--- Excerpted passage Enclosed Below ---
Routine blood tests contain ‘hidden fingerprint’ indicating liver cirrhosis

Ben Mitchell, PA
·2-min read

Routine blood tests contain a “hidden fingerprint” which could identify people developing potentially fatal liver cirrhosis, according to research.

Scientists at the University of Southampton have developed an algorithm which could be used as a low-cost way for GPs to carry out large-scale screening using patient data they already hold.

Liver cirrhosis causes the second most premature deaths in working-age people, after heart disease.

Most patients have no signs or symptoms until they experience a serious medical emergency, and the first admission is fatal for one in three patients.

Unlike most major diseases, the mortality rate for liver cirrhosis continues to increase and is four times higher than 40 years ago.

The Cirrhosis Using Standard tests (Cirrus) algorithm was used to analyse anonymised NHS data from blood tests from 600,000 patients.

It picked up 70% of people with cirrhosis potentially months or years before they would have a medical emergency with liver disease, and the accuracy rate of the test was about 90%.

Professor Nick Sheron, of the Foundation for Liver Research, who started the study published in the journal BMJ Open, said early diagnosis could prompt a change in lifestyle and prevent serious disease.

He said: “More than 80% of liver cirrhosis deaths are linked to alcohol or obesity, and are potentially preventable.
--- End of Enclosed Excerpted passage ---
--- Source information Enclosed Below ---
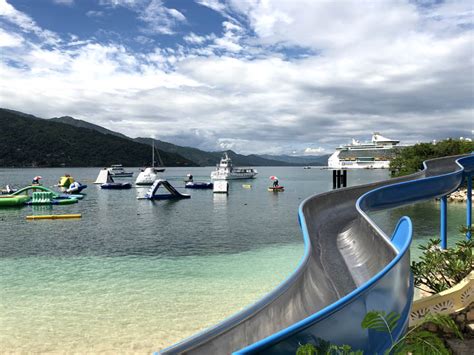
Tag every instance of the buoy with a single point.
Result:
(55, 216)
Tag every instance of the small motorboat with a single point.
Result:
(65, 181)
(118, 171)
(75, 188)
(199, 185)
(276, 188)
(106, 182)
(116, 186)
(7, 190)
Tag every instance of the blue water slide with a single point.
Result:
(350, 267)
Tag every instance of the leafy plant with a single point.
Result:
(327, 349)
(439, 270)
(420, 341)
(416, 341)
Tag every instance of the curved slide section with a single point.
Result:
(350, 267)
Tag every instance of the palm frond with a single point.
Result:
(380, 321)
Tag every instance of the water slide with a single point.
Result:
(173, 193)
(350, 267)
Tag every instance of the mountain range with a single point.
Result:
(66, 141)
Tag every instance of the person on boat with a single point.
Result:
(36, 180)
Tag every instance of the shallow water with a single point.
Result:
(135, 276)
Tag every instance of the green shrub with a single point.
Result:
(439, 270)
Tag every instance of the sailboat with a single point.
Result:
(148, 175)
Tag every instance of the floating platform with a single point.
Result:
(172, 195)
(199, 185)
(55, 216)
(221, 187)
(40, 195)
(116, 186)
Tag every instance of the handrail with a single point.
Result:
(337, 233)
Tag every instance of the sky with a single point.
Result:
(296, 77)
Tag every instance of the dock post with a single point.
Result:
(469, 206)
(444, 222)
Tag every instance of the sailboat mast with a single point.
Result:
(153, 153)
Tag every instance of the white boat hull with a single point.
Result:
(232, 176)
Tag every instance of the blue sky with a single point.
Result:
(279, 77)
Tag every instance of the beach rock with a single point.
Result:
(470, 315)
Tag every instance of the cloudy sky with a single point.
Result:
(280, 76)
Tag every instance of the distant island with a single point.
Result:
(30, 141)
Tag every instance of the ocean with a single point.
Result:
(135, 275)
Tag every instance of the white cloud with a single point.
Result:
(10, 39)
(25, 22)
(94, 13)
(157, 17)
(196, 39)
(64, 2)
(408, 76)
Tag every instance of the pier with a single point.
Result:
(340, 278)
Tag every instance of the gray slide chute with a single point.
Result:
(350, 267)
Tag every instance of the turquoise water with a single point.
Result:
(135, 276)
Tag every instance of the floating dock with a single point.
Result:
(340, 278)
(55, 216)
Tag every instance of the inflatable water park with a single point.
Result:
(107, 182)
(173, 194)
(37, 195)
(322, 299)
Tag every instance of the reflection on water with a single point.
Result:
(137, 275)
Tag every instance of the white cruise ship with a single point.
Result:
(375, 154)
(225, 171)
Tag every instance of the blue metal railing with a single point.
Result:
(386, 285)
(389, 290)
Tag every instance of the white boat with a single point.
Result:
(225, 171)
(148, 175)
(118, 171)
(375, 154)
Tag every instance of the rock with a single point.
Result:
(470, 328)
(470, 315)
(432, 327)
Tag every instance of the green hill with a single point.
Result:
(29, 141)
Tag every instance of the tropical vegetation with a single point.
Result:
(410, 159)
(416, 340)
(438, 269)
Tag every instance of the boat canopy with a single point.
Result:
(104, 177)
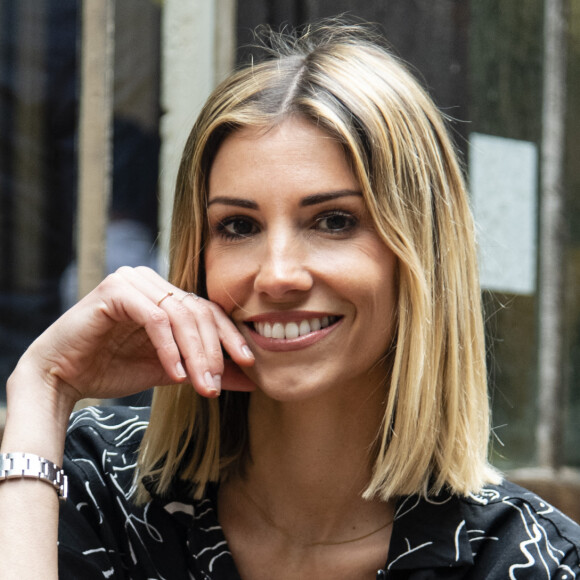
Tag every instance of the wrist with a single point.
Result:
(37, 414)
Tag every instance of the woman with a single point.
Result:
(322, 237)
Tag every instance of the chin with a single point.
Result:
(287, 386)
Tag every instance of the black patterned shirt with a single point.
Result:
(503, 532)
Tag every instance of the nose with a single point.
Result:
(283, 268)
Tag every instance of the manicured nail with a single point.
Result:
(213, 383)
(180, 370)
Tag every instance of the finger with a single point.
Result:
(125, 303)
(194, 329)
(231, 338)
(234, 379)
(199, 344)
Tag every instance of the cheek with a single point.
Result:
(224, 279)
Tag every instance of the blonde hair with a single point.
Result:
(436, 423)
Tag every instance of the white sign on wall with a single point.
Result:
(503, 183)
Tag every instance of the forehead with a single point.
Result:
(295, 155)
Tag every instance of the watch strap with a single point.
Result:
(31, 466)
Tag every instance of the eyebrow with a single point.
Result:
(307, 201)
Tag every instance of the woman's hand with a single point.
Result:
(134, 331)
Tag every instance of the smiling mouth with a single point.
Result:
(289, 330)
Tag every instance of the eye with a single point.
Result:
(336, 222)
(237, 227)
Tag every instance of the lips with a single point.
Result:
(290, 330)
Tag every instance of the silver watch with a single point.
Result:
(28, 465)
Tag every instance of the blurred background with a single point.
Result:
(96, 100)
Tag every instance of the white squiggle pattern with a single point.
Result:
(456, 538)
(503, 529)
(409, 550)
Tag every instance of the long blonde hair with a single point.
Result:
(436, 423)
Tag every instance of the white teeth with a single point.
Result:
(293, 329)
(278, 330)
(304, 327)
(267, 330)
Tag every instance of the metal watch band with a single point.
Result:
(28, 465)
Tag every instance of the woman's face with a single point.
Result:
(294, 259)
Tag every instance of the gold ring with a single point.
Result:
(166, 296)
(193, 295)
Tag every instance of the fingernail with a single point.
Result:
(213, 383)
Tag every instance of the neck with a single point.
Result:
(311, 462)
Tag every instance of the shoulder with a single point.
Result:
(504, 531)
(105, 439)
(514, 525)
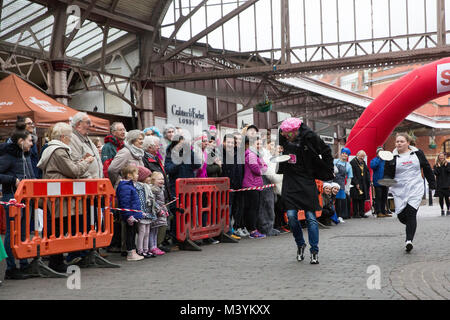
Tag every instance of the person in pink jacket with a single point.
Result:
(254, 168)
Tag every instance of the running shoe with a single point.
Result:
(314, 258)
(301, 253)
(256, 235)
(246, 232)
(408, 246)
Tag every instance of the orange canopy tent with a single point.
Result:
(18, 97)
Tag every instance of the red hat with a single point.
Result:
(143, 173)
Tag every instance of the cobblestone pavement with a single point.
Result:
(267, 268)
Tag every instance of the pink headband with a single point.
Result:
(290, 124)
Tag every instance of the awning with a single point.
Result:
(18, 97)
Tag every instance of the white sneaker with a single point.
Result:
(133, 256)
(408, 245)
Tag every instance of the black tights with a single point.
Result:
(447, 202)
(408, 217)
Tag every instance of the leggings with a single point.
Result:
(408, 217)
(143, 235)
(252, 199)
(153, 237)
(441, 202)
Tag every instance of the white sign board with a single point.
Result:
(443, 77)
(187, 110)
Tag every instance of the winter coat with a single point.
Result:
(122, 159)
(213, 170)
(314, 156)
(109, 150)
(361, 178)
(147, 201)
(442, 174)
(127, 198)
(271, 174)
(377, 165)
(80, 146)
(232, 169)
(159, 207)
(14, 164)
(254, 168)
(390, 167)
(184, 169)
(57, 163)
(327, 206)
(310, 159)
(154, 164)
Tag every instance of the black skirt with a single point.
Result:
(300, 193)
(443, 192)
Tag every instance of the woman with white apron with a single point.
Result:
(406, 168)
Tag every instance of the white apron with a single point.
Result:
--- End of Enclosed Source information ---
--- Source information Enclosed Below ---
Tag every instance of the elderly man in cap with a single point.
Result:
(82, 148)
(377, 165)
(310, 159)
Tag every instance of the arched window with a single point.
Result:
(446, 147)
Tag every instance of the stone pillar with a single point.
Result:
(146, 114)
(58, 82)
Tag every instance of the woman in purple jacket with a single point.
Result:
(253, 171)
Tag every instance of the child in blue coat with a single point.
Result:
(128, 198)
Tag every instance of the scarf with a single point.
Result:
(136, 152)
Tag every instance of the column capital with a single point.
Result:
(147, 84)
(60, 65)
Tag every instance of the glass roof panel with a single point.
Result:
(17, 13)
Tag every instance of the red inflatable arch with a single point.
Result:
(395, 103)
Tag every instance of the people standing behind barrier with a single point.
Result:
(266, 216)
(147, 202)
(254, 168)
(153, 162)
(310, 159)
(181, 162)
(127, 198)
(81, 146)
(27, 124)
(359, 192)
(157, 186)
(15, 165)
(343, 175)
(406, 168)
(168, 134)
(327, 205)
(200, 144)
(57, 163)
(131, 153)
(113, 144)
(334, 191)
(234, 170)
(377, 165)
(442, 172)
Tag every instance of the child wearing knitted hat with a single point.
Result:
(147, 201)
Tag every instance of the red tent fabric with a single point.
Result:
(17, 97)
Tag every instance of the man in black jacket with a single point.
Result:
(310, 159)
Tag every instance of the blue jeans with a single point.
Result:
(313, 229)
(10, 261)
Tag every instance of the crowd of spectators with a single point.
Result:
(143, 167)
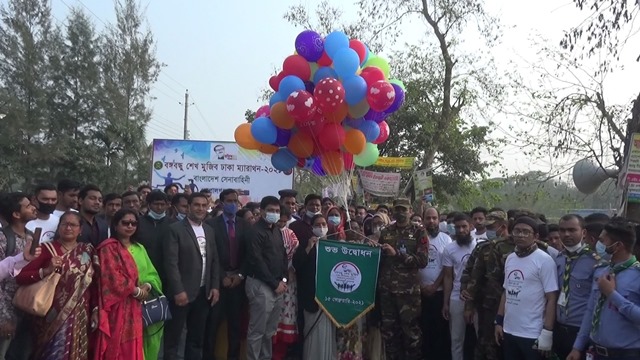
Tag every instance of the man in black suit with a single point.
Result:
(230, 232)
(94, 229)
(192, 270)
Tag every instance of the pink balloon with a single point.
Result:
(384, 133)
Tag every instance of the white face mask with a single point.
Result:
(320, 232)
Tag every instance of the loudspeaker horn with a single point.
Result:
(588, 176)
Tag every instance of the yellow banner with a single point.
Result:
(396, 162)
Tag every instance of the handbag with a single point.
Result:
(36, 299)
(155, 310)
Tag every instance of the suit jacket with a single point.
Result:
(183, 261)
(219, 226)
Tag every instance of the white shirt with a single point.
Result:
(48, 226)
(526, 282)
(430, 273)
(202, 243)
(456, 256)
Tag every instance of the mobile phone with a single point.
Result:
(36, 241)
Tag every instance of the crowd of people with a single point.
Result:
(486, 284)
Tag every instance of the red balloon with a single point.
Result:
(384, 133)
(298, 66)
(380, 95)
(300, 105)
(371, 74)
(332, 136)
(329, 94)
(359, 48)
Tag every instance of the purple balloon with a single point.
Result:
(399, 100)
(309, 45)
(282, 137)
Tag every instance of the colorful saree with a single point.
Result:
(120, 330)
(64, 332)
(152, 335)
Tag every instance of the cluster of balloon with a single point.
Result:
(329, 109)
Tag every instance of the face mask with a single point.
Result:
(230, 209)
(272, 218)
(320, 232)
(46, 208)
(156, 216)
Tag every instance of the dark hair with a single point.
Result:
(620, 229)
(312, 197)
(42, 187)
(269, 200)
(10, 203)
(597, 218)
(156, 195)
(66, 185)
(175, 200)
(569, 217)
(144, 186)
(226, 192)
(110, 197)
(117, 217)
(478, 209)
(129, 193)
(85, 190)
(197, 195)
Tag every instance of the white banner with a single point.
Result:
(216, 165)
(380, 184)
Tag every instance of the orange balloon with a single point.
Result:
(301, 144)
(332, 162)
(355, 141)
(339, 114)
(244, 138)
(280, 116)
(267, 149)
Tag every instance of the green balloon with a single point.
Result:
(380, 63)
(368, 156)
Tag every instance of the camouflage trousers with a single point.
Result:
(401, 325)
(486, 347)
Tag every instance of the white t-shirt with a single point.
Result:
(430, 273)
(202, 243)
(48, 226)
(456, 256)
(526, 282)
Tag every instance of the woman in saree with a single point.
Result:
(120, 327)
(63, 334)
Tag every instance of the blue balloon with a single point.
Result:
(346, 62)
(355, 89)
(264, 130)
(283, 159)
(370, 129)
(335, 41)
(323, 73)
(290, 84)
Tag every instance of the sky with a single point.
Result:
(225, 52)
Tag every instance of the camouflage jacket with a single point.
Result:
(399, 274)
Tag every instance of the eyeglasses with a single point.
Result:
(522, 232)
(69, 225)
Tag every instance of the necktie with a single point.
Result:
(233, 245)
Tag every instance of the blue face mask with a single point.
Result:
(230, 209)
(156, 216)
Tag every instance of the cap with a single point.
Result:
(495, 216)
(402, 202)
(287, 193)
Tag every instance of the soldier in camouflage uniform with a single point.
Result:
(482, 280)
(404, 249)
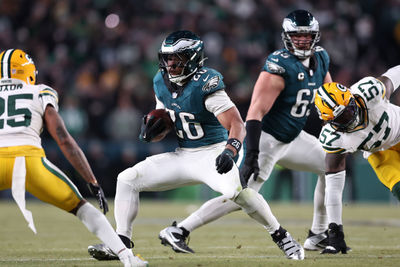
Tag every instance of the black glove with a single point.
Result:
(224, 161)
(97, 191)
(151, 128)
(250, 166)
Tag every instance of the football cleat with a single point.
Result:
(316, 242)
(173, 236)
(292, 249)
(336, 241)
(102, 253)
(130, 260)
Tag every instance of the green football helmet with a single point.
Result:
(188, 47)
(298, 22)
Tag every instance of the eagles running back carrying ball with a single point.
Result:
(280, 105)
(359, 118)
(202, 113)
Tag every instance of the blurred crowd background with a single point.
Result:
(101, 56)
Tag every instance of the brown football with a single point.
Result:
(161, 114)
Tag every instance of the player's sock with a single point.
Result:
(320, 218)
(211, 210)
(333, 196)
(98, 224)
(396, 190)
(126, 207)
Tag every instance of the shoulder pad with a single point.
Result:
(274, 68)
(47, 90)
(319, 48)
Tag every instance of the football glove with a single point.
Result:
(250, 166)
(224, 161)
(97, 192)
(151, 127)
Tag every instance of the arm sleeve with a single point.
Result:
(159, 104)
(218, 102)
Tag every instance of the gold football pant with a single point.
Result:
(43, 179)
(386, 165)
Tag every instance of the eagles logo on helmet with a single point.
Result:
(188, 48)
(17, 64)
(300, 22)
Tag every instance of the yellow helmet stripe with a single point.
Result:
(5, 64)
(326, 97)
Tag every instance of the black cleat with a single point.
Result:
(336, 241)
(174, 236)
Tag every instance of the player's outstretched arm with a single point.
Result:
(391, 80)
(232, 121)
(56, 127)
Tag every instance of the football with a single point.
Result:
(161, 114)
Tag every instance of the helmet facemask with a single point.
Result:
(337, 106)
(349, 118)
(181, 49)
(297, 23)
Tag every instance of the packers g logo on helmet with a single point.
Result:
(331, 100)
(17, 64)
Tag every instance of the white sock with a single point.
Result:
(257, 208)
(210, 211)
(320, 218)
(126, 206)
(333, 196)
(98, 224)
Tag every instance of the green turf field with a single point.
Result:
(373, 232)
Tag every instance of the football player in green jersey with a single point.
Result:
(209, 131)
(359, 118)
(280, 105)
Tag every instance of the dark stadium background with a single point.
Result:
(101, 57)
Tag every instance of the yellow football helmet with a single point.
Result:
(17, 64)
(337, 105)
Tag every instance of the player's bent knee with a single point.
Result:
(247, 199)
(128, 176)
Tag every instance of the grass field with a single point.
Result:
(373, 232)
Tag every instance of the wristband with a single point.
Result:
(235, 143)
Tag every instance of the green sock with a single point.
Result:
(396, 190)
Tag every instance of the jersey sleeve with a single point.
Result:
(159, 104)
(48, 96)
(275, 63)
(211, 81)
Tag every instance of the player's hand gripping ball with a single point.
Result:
--- End of Enclosed Source information ---
**Required actions**.
1. In the cirrhosis blood-test article, how many patients' blood test data did the Cirrus algorithm analyze?
2. Write the next part of the cirrhosis blood-test article, starting right after its final sentence.
None of the data is needed here.

**Responses per task**.
1. Blood test data from 600,000 patients.

2.
“However, the process of developing liver cirrhosis is silent and often completely unsuspected by GPs. In 90% of these patients, the liver blood test that is performed is normal, and so liver disease is often excluded.

“This new Cirrus algorithm can find a fingerprint for cirrhosis in the common blood tests done routinely by GPs.

“In most cases the data needed to find these patients already exists and we could give patients the information they need to change their lifestyle.

“Even at this late stage, if people address the cause by stopping drinking alcohol or reducing their weight, the liver can still recover.”

Pamela Healy, chief executive of the British Liver Trust, said: “The UK is facing a liver disease crisis. Three-quarters of people are diagnosed at a late stage when it is often too late for treatment of intervention, yet liver disease does not get the same attention as the other major killers such as heart disease and diabetes.

“We are delighted to support this important study that could dramatically improve early detection rates. The challenge now is to ensure that early detection is embedded in NHS practice.”